> [What the task requires]: Collect every line in the data below that contains the string "speaker", copying each such line in full.

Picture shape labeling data
********

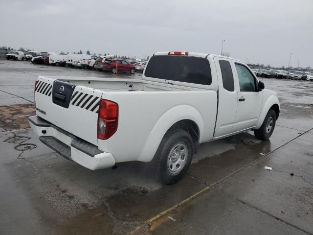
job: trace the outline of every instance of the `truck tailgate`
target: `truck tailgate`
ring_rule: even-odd
[[[37,80],[37,116],[97,146],[98,110],[103,92],[45,76]]]

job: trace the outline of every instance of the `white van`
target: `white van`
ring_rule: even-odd
[[[49,64],[59,66],[64,66],[66,64],[66,58],[67,55],[60,55],[59,54],[51,54],[49,55]]]
[[[18,60],[24,60],[25,55],[24,52],[21,50],[10,50],[6,55],[6,59],[9,60],[10,59]]]
[[[26,61],[31,60],[31,59],[34,56],[37,56],[38,55],[41,55],[41,52],[39,51],[34,51],[33,50],[29,50],[26,53],[25,56],[26,57]]]
[[[73,66],[75,60],[79,60],[82,58],[83,54],[67,54],[66,56],[66,66]]]
[[[96,57],[92,55],[81,54],[82,57],[78,59],[75,59],[73,65],[75,67],[86,68],[91,69],[94,65]]]

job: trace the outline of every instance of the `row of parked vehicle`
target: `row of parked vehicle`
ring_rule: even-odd
[[[42,55],[41,52],[33,51],[27,51],[25,55],[21,51],[11,50],[7,54],[6,58],[15,60],[24,60],[25,58],[34,64],[94,69],[113,73],[142,72],[147,63],[141,62],[140,59],[127,61],[110,55],[95,56],[86,54],[62,54],[56,52],[48,52],[46,55]]]
[[[276,70],[272,69],[252,69],[257,76],[282,79],[306,80],[313,81],[313,72],[295,70]]]

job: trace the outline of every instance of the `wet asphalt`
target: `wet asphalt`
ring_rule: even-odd
[[[281,102],[270,139],[203,144],[163,186],[149,164],[92,171],[42,144],[27,121],[41,75],[140,75],[0,60],[0,235],[313,234],[313,82],[264,79]]]

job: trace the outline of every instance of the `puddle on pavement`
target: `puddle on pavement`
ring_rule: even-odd
[[[6,131],[28,128],[28,118],[35,114],[33,104],[0,106],[0,127]]]

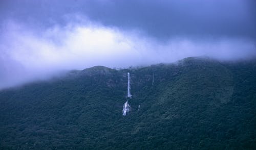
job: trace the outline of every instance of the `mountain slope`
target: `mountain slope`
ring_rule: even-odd
[[[255,64],[96,66],[2,90],[0,148],[255,149]],[[128,71],[132,111],[123,116]]]

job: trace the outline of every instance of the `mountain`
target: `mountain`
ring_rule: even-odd
[[[2,90],[0,149],[255,149],[255,60],[196,57]]]

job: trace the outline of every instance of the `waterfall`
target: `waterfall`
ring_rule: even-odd
[[[128,114],[130,110],[130,107],[129,104],[128,104],[128,100],[127,100],[126,102],[123,104],[123,116],[126,116]]]
[[[132,94],[131,94],[131,77],[130,76],[130,73],[127,73],[128,82],[127,85],[127,98],[131,98]],[[126,116],[128,112],[131,110],[131,106],[128,103],[128,99],[126,101],[126,102],[123,104],[123,116]]]
[[[132,94],[131,94],[131,77],[130,76],[130,73],[127,73],[128,77],[128,84],[127,86],[127,97],[131,98],[132,97]]]

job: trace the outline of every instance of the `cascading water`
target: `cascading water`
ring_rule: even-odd
[[[128,100],[127,100],[126,102],[123,104],[123,116],[126,116],[128,114],[130,111],[130,106],[128,104]]]
[[[123,116],[126,116],[128,112],[130,111],[131,106],[128,103],[128,98],[132,98],[132,94],[131,94],[131,77],[130,76],[130,73],[127,73],[127,75],[128,77],[128,83],[127,85],[127,101],[125,103],[123,104]]]
[[[128,84],[127,86],[127,97],[131,98],[132,97],[132,94],[131,94],[131,77],[130,76],[130,73],[127,73],[127,76],[128,77]]]

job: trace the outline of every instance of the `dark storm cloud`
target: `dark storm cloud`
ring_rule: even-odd
[[[37,28],[65,24],[70,19],[75,20],[72,14],[77,14],[104,26],[137,30],[162,39],[177,36],[256,37],[256,2],[253,0],[1,3],[2,18],[14,18],[36,24]]]
[[[256,57],[254,1],[0,1],[0,89],[62,70]]]

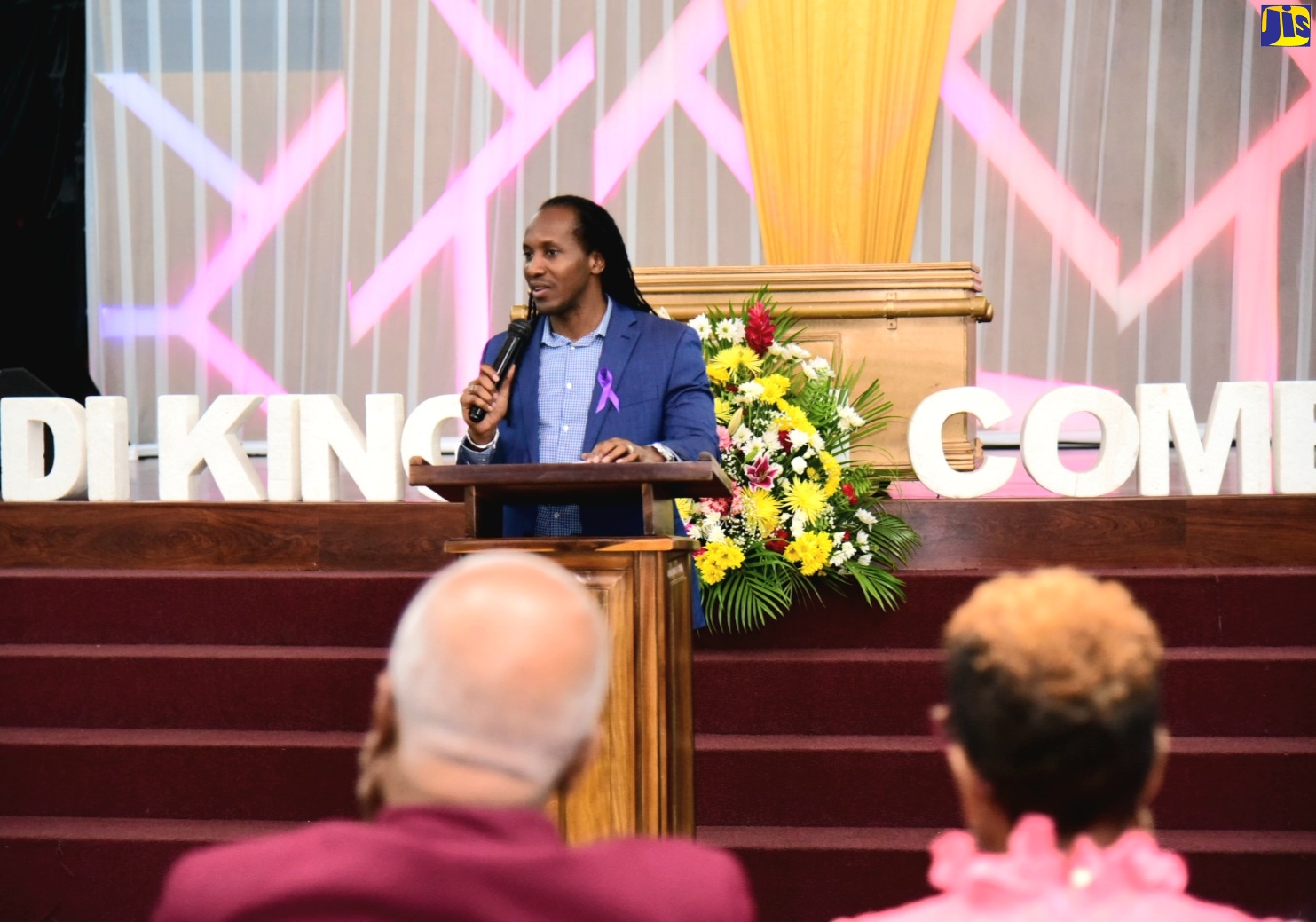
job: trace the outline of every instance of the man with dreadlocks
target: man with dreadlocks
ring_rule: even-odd
[[[504,334],[462,392],[461,464],[625,463],[717,455],[717,420],[699,335],[653,313],[621,231],[588,199],[545,201],[521,245],[538,310],[520,367],[499,381]],[[501,387],[500,387],[501,384]],[[482,421],[470,418],[484,409]],[[640,534],[630,506],[508,506],[507,537]]]

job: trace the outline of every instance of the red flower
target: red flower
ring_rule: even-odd
[[[762,355],[772,345],[774,333],[776,333],[776,325],[772,324],[772,316],[763,306],[763,303],[758,301],[749,309],[749,322],[745,324],[745,342],[750,349]]]

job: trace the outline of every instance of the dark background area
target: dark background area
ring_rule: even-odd
[[[0,368],[97,393],[87,364],[86,0],[0,0]]]

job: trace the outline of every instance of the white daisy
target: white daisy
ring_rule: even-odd
[[[809,526],[809,520],[804,516],[803,512],[797,512],[794,516],[791,516],[792,538],[799,538],[801,534],[804,534],[804,529],[807,529],[808,526]]]
[[[745,324],[734,317],[717,321],[717,338],[733,343],[745,342]]]
[[[811,375],[811,377],[816,375],[821,375],[822,377],[832,377],[832,366],[828,364],[828,360],[821,355],[809,359],[808,362],[804,363],[803,367],[813,370],[815,375]],[[808,375],[807,371],[804,374]]]

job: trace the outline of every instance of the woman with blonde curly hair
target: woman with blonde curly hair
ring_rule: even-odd
[[[945,629],[934,709],[969,833],[932,843],[941,890],[863,922],[1245,922],[1184,893],[1150,834],[1165,772],[1163,650],[1128,591],[1069,568],[982,584]]]

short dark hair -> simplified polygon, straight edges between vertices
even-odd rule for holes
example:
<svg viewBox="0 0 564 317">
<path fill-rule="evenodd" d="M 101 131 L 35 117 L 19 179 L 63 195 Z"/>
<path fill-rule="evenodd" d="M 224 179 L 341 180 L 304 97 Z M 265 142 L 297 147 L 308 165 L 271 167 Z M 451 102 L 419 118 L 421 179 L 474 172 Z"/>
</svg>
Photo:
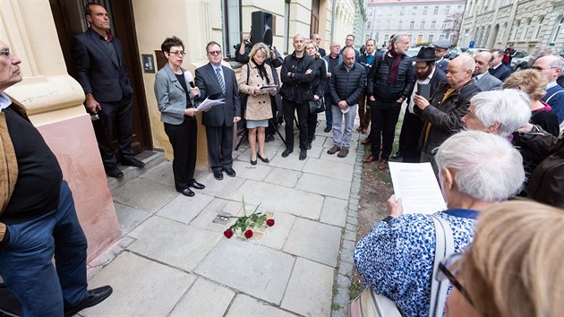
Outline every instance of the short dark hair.
<svg viewBox="0 0 564 317">
<path fill-rule="evenodd" d="M 104 5 L 102 5 L 102 4 L 95 4 L 95 3 L 91 2 L 91 3 L 90 3 L 90 4 L 86 4 L 86 5 L 84 5 L 84 15 L 91 15 L 91 14 L 92 14 L 92 9 L 90 9 L 90 7 L 91 7 L 92 5 L 101 6 L 101 7 L 103 7 L 104 9 L 106 9 L 106 7 L 105 7 Z"/>
<path fill-rule="evenodd" d="M 184 49 L 184 44 L 182 42 L 182 39 L 173 36 L 172 38 L 165 39 L 163 44 L 160 45 L 160 50 L 170 53 L 170 47 L 182 47 L 182 49 Z"/>
<path fill-rule="evenodd" d="M 219 43 L 216 42 L 215 40 L 212 40 L 209 43 L 208 43 L 208 45 L 206 45 L 206 54 L 209 53 L 209 47 L 211 47 L 212 45 L 217 45 L 219 47 L 219 48 L 221 48 L 221 46 L 219 45 Z"/>
</svg>

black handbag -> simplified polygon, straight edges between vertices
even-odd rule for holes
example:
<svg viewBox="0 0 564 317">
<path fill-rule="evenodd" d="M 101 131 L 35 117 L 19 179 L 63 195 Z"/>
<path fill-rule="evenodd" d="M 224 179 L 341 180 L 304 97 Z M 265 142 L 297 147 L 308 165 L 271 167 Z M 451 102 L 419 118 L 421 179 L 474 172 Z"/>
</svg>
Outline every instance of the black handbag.
<svg viewBox="0 0 564 317">
<path fill-rule="evenodd" d="M 325 102 L 322 98 L 320 98 L 319 100 L 310 100 L 311 114 L 319 114 L 323 111 L 325 111 Z"/>
</svg>

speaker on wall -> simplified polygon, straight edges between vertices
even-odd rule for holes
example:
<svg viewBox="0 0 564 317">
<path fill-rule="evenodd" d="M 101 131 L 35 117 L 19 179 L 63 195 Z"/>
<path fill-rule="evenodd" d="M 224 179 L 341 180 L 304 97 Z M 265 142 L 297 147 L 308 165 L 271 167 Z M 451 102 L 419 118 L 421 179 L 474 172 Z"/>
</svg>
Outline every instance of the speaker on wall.
<svg viewBox="0 0 564 317">
<path fill-rule="evenodd" d="M 255 11 L 251 13 L 251 38 L 252 43 L 263 42 L 272 46 L 272 13 Z"/>
</svg>

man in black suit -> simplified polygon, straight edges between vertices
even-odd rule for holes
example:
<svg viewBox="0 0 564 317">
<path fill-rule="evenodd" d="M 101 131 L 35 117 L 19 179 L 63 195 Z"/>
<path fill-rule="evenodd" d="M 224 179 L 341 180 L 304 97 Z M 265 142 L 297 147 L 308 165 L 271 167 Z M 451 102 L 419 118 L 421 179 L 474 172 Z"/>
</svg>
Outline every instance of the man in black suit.
<svg viewBox="0 0 564 317">
<path fill-rule="evenodd" d="M 121 177 L 124 173 L 117 168 L 112 147 L 115 130 L 122 153 L 122 165 L 145 166 L 145 163 L 133 158 L 131 146 L 133 90 L 125 68 L 122 44 L 109 33 L 107 12 L 100 4 L 90 4 L 85 6 L 84 13 L 90 27 L 73 38 L 76 80 L 84 90 L 86 109 L 90 114 L 98 114 L 103 126 L 95 131 L 106 173 L 112 177 Z"/>
<path fill-rule="evenodd" d="M 397 158 L 403 156 L 403 161 L 406 163 L 419 163 L 421 158 L 421 150 L 419 150 L 419 136 L 423 129 L 423 120 L 419 116 L 414 114 L 414 97 L 417 93 L 423 90 L 420 85 L 429 85 L 429 96 L 423 96 L 431 99 L 435 92 L 440 81 L 446 81 L 445 73 L 436 67 L 435 61 L 440 57 L 435 56 L 435 50 L 432 47 L 423 47 L 417 53 L 417 56 L 412 57 L 412 61 L 415 62 L 415 84 L 409 94 L 407 99 L 407 107 L 404 116 L 404 123 L 401 126 L 401 133 L 399 134 L 399 150 L 392 156 Z M 420 91 L 421 90 L 421 91 Z"/>
<path fill-rule="evenodd" d="M 211 162 L 213 176 L 223 179 L 223 171 L 235 177 L 233 169 L 233 125 L 241 120 L 239 88 L 235 72 L 221 65 L 221 47 L 211 41 L 206 46 L 209 63 L 196 69 L 196 86 L 200 89 L 199 99 L 221 96 L 225 103 L 212 107 L 202 115 L 208 137 L 208 155 Z"/>
</svg>

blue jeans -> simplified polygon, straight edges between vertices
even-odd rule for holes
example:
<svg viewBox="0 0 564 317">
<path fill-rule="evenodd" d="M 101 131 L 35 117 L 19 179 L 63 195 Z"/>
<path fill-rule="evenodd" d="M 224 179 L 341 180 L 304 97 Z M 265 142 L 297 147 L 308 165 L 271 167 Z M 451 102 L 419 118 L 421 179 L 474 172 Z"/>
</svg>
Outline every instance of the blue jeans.
<svg viewBox="0 0 564 317">
<path fill-rule="evenodd" d="M 56 210 L 7 227 L 10 241 L 0 249 L 0 275 L 24 316 L 63 316 L 65 306 L 86 298 L 86 236 L 65 181 Z"/>
</svg>

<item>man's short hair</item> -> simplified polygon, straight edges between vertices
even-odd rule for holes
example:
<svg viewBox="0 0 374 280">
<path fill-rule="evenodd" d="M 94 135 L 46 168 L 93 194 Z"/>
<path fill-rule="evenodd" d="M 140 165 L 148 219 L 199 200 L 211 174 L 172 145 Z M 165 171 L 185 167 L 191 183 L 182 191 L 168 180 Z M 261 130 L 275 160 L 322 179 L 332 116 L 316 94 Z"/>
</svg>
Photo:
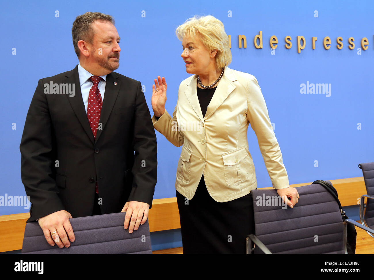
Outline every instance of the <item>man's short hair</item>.
<svg viewBox="0 0 374 280">
<path fill-rule="evenodd" d="M 74 50 L 78 58 L 80 55 L 80 51 L 78 47 L 78 41 L 83 40 L 92 44 L 94 41 L 94 33 L 92 24 L 97 20 L 109 21 L 114 24 L 114 19 L 111 16 L 101 13 L 93 13 L 88 12 L 77 17 L 73 24 L 71 35 Z"/>
</svg>

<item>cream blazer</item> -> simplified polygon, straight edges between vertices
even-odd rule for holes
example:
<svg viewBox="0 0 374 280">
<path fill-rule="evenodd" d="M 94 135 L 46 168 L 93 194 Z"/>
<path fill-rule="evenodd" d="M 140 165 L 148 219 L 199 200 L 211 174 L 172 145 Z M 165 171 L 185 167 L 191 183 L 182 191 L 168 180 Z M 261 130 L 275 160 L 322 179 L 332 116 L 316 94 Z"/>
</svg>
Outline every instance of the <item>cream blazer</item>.
<svg viewBox="0 0 374 280">
<path fill-rule="evenodd" d="M 225 67 L 223 76 L 202 115 L 196 92 L 197 76 L 181 83 L 172 117 L 166 111 L 155 129 L 177 147 L 183 145 L 175 188 L 191 200 L 201 176 L 217 201 L 241 197 L 257 187 L 248 150 L 248 125 L 256 133 L 273 187 L 289 186 L 282 153 L 265 100 L 254 76 Z"/>
</svg>

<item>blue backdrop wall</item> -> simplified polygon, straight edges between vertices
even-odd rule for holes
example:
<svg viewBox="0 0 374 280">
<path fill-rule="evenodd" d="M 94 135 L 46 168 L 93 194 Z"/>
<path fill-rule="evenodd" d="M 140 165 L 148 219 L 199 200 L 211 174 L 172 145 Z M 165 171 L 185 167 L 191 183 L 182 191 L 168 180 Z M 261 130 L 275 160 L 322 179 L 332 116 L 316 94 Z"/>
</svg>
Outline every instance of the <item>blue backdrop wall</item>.
<svg viewBox="0 0 374 280">
<path fill-rule="evenodd" d="M 116 71 L 145 86 L 152 115 L 153 79 L 157 75 L 166 77 L 166 109 L 172 113 L 179 84 L 190 76 L 180 57 L 181 42 L 175 36 L 175 28 L 195 15 L 216 17 L 231 36 L 233 62 L 229 67 L 249 73 L 258 81 L 290 183 L 362 176 L 358 164 L 374 161 L 374 2 L 3 2 L 0 196 L 25 195 L 21 179 L 19 145 L 30 102 L 39 79 L 71 70 L 78 63 L 71 27 L 77 15 L 89 11 L 114 16 L 122 38 L 120 66 Z M 263 47 L 257 49 L 253 39 L 260 31 Z M 246 36 L 246 48 L 239 48 L 239 35 Z M 269 42 L 273 35 L 278 41 L 275 50 Z M 289 49 L 285 46 L 287 36 L 292 38 Z M 305 38 L 305 48 L 300 53 L 298 36 Z M 313 36 L 318 38 L 315 49 Z M 331 39 L 328 50 L 323 45 L 326 36 Z M 344 44 L 341 49 L 336 47 L 340 36 Z M 348 48 L 351 37 L 355 44 L 353 50 Z M 366 50 L 361 45 L 364 37 L 368 42 Z M 325 92 L 301 93 L 309 92 L 312 84 L 318 83 L 327 84 Z M 175 197 L 181 148 L 174 146 L 158 132 L 156 135 L 158 181 L 154 198 Z M 258 186 L 271 186 L 250 126 L 248 141 Z M 0 215 L 27 212 L 25 208 L 1 206 Z"/>
</svg>

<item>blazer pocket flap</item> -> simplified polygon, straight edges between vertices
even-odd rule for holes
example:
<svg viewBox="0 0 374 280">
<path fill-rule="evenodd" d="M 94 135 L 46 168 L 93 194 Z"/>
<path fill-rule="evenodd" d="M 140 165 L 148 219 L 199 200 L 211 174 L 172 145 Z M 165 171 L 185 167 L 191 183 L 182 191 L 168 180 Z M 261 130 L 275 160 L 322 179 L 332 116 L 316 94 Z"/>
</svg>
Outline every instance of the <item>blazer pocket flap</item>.
<svg viewBox="0 0 374 280">
<path fill-rule="evenodd" d="M 131 105 L 131 106 L 126 106 L 125 107 L 117 108 L 116 109 L 114 109 L 114 113 L 121 114 L 121 113 L 126 113 L 126 112 L 132 112 L 134 111 L 135 107 L 135 106 L 134 105 Z"/>
<path fill-rule="evenodd" d="M 225 165 L 237 164 L 243 160 L 243 159 L 247 155 L 247 152 L 244 147 L 232 152 L 229 152 L 222 155 L 223 164 Z"/>
<path fill-rule="evenodd" d="M 190 151 L 184 146 L 182 148 L 182 152 L 181 153 L 181 158 L 183 161 L 189 161 L 192 152 Z"/>
<path fill-rule="evenodd" d="M 61 174 L 56 174 L 56 183 L 57 186 L 61 189 L 65 189 L 66 186 L 66 176 Z"/>
</svg>

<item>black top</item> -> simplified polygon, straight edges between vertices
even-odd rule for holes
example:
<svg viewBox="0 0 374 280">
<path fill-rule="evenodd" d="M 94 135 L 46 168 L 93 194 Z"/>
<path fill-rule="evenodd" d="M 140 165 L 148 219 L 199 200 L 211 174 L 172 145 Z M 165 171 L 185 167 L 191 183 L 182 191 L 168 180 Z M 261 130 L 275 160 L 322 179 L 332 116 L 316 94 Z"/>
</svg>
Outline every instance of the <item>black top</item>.
<svg viewBox="0 0 374 280">
<path fill-rule="evenodd" d="M 213 97 L 213 95 L 214 94 L 215 91 L 215 89 L 217 88 L 216 86 L 212 88 L 200 88 L 196 86 L 196 90 L 197 92 L 197 98 L 199 98 L 199 102 L 200 103 L 200 108 L 201 108 L 201 112 L 203 113 L 203 116 L 205 117 L 205 113 L 206 113 L 206 109 L 208 109 L 208 105 L 210 103 L 212 98 Z M 156 117 L 156 120 L 158 121 L 160 117 Z"/>
<path fill-rule="evenodd" d="M 214 92 L 215 91 L 215 89 L 217 88 L 217 86 L 212 88 L 206 89 L 200 88 L 196 87 L 197 98 L 199 98 L 199 102 L 200 103 L 200 108 L 201 108 L 201 112 L 203 113 L 203 117 L 205 116 L 208 105 L 212 100 L 213 95 L 214 94 Z"/>
</svg>

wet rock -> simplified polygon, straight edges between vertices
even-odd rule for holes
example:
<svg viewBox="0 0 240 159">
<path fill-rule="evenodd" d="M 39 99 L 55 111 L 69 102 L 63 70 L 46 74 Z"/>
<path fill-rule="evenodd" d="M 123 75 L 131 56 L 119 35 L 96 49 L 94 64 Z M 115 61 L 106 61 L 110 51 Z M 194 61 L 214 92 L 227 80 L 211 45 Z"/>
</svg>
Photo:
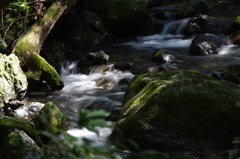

********

> [Written response]:
speaker on wall -> simplified polygon, straight edges between vertices
Outline every instance of the speaker on wall.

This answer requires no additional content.